*** Block opens ***

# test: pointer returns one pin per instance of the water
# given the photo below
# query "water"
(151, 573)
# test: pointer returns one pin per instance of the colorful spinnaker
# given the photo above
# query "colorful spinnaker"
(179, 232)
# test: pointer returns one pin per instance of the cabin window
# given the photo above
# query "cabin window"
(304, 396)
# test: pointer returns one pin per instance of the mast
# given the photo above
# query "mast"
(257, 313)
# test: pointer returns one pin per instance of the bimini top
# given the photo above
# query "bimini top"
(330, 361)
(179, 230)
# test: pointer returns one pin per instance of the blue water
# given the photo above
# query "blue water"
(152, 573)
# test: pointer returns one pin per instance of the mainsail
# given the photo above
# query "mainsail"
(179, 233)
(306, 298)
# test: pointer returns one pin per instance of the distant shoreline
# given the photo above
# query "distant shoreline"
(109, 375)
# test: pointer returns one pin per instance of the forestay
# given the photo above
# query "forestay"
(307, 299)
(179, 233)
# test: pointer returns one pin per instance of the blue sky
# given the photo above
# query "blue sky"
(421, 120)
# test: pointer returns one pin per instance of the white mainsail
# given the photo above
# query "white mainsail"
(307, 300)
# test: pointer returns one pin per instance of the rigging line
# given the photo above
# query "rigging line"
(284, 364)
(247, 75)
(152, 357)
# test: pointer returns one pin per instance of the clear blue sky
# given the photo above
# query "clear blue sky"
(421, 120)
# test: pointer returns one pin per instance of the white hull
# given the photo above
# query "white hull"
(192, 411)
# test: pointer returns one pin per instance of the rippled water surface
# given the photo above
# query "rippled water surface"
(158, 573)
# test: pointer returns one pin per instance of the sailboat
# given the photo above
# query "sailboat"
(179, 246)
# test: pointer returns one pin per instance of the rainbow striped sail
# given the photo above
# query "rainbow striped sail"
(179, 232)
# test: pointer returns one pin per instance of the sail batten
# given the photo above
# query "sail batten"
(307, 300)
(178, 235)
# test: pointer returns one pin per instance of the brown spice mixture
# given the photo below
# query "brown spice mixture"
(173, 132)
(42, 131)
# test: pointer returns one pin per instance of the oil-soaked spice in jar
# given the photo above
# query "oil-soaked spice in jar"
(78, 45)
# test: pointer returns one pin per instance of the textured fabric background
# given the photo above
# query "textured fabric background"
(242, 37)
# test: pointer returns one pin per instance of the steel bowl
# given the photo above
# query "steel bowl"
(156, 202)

*** Block closes ***

Problem to solve -
Give back the whole listing above, identical in every line.

Problem solution -
# test: pointer returns one pin per instance of the water
# given the photo below
# query "water"
(151, 573)
# test: pointer returns one pin per instance of the colorful spinnaker
# given the photo above
# query "colorful spinnaker"
(179, 232)
# test: pointer returns one pin per instance of the cabin window
# given the photo above
# query "cabin window"
(304, 396)
# test: pointer returns one pin per instance of the mast
# given the photo above
# query "mast"
(257, 313)
# test: pointer returns one pin per instance of the bimini top
# given the photo above
# query "bimini top"
(330, 361)
(179, 230)
# test: pointer returns one pin per instance of the blue water
# given the photo above
# query "blue water"
(152, 573)
# test: pointer returns one pin per instance of the mainsail
# given the photo above
# query "mainsail"
(179, 233)
(306, 298)
# test: pointer returns one pin per instance of the distant shoreline
# given the photo above
# query "distant shoreline"
(109, 375)
# test: pointer returns one pin per instance of the forestay
# given the photo above
# query "forestay"
(307, 299)
(179, 233)
# test: pointer returns one pin per instance of the blue sky
# given the photo above
# query "blue sky"
(421, 120)
# test: pointer returns one pin per instance of the white mainsail
# given the photo above
# query "white mainsail"
(307, 300)
# test: pointer returns one pin per instance of the rigging line
# given the photo above
# query "rigging line"
(284, 364)
(247, 75)
(152, 357)
# test: pointer returns one pin per instance of the clear blue sky
# given the photo above
# query "clear blue sky"
(421, 120)
# test: pointer returns one pin per instance of the white hull
# given the photo above
# query "white hull"
(192, 411)
# test: pointer returns one pin per instance of the rippled water surface
# given the photo above
# query "rippled water surface"
(158, 573)
# test: pointer returns one pin per instance of the sailboat
# given the photo above
# query "sailboat"
(179, 246)
# test: pointer returns one pin per instance of the rainbow striped sail
# given the photo above
# query "rainbow striped sail"
(179, 232)
# test: pointer returns one pin per instance of the sail batten
# given the photo above
# query "sail batten"
(307, 300)
(178, 235)
# test: pointer returns one pin per instance of the brown spice mixture
# given the photo below
# query "brown spice mixture"
(173, 132)
(42, 131)
# test: pointer returns one pin per instance of the oil-soaked spice in jar
# given the photo above
# query "oil-soaked spice in jar"
(78, 45)
# test: pointer returns one pin per instance of the textured fabric background
# given the photo above
# query "textured fabric background"
(242, 37)
# test: pointer returns one pin per instance of the steel bowl
# given the photo above
# query "steel bowl"
(156, 202)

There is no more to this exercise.